The exercise: Locate every line in the data below that contains the string "blue", and copy each one. Case counts.

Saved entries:
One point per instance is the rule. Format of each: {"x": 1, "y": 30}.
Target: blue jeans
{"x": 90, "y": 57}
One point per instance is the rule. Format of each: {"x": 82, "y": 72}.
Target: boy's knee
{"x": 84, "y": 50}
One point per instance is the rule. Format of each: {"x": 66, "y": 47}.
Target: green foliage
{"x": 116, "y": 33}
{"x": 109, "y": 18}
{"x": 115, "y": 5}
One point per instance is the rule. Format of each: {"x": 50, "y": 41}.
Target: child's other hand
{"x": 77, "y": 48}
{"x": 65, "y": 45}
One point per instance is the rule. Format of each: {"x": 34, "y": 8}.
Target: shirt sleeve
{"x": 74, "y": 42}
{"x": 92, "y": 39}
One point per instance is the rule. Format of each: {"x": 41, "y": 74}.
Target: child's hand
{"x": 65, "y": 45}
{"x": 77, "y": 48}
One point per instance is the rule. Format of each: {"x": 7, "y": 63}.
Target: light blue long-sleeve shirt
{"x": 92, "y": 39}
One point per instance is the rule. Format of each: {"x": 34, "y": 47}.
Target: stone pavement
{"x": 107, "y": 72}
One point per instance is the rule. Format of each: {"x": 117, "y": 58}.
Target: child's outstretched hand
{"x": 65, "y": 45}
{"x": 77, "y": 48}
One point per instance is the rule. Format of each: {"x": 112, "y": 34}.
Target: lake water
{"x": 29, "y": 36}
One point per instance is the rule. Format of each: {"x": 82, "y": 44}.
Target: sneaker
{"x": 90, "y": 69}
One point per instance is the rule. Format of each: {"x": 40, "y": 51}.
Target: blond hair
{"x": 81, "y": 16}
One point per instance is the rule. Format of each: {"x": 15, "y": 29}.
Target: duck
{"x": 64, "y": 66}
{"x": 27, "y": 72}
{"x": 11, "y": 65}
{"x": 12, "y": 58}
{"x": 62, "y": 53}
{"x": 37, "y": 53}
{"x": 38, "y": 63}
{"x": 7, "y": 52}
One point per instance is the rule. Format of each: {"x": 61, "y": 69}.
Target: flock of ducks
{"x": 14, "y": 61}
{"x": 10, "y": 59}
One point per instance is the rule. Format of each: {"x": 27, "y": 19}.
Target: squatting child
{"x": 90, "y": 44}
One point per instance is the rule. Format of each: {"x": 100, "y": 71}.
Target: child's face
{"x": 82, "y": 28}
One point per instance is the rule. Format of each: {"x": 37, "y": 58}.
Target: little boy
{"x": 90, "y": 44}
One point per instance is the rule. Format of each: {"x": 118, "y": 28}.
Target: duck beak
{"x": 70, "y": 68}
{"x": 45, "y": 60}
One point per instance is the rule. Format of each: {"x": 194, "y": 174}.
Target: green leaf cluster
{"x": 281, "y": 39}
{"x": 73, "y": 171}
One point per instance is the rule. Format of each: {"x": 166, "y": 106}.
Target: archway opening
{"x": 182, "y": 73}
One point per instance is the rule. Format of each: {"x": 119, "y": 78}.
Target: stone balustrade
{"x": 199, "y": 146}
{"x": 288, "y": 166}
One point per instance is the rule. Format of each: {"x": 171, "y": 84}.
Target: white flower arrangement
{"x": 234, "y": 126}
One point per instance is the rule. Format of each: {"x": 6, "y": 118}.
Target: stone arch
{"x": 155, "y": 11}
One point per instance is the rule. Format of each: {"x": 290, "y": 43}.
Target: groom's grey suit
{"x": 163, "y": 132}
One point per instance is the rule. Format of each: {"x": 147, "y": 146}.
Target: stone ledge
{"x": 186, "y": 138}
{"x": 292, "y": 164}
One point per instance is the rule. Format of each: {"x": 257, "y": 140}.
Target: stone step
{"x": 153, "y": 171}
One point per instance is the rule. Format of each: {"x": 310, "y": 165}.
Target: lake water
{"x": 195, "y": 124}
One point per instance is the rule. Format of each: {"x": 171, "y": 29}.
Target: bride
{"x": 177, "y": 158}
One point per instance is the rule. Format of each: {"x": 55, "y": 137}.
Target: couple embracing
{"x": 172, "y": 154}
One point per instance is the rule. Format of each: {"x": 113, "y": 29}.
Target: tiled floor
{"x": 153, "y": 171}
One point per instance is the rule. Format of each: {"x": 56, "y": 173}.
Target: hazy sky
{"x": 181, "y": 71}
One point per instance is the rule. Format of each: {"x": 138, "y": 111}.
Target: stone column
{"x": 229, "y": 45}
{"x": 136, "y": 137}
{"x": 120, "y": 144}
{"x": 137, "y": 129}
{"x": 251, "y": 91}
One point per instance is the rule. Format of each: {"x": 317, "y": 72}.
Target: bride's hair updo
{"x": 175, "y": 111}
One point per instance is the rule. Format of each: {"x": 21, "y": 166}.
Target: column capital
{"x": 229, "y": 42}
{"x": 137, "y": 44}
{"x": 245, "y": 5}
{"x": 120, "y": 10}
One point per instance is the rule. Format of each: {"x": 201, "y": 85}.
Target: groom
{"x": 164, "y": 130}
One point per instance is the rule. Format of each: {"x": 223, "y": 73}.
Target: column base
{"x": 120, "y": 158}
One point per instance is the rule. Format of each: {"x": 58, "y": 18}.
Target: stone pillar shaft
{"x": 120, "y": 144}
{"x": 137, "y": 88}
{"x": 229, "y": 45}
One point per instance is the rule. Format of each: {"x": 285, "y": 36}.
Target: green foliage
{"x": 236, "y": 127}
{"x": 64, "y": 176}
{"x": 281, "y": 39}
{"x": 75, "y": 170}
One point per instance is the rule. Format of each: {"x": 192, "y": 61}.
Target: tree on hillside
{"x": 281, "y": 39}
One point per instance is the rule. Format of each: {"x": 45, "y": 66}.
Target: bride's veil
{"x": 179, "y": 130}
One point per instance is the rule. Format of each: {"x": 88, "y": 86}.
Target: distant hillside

Exercise result:
Target: blue jeans
Target: light blue long-sleeve shirt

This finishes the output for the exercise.